Jobs —
A. In the forum thread about Kehoe jig pictures, which jig did Charlie not use in the video Jim saw?
B. Summarize the forum thread about Kehoe jig pictures in two sentences.
C. Reproduce word for word the passage of the forum thread about Kehoe jig pictures, starting at "http://charlesneilwoodworking.com/" and ending at "was used on.".

## start Text extract

# Kehoe Jig Usage Pics



## blackemmons (Apr 10, 2006)

Does anyone have any pics of projects using the Kehoe jig and the Kehoe corner inlay jig?

Looking for ideas.

Thanks,
Jim


----------



## bobj3 (Jan 17, 2006)

HI JIm

You may want to check out the link below

http://www.routerforums.com/jigs-fixtures/7624-anyone-use-have-kehoe-dovetail-spline-jig.html

===========


blackemmons said:


> Does anyone have any pics of projects using the Kehoe jig and the Kehoe corner inlay jig?
> 
> Looking for ideas.
> 
> ...


----------



## blackemmons (Apr 10, 2006)

Thanks Bob.

I checked it out. A lot of good discussion, and a hijacking or two but not too many pics.

Thanks again,
Jim


----------



## bobj3 (Jan 17, 2006)

Hi Jim

You may have miss John's web site, he has tons of snapshots on his web site 

http://www.routerforums.com/88246-post33.html
http://www.woodshopdemos.com/stots4.htm

=========


----------



## curiousgeorge (Nov 6, 2006)

Hey, Jim. How about a video on the Kehoe Jig?

http://charlesneilwoodworking.com/


----------



## blackemmons (Apr 10, 2006)

George,

Thanks.

I've watched Charlie's video but the one that I saw he didn't use the corner inlay jig. His vid was more of a "how to" than showing projects it was used on.

Thanks again,
Jim


----------

## end Text extract
## start Given material

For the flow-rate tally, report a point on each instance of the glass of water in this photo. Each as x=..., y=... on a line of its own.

## end Given material

Responses —
A. The corner inlay jig.

B. Jim asks for pictures of projects made with the Kehoe jig and the Kehoe corner inlay jig, and other members point him to a forum discussion, to John's website with many snapshots, and to a video on the Kehoe jig. Jim replies that the discussion had few pictures and that Charlie's video was more of a "how to" than a showing of projects and did not use the corner inlay jig.

C.
http://charlesneilwoodworking.com/


----------



## blackemmons (Apr 10, 2006)

George,

Thanks.

I've watched Charlie's video but the one that I saw he didn't use the corner inlay jig. His vid was more of a "how to" than showing projects it was used on.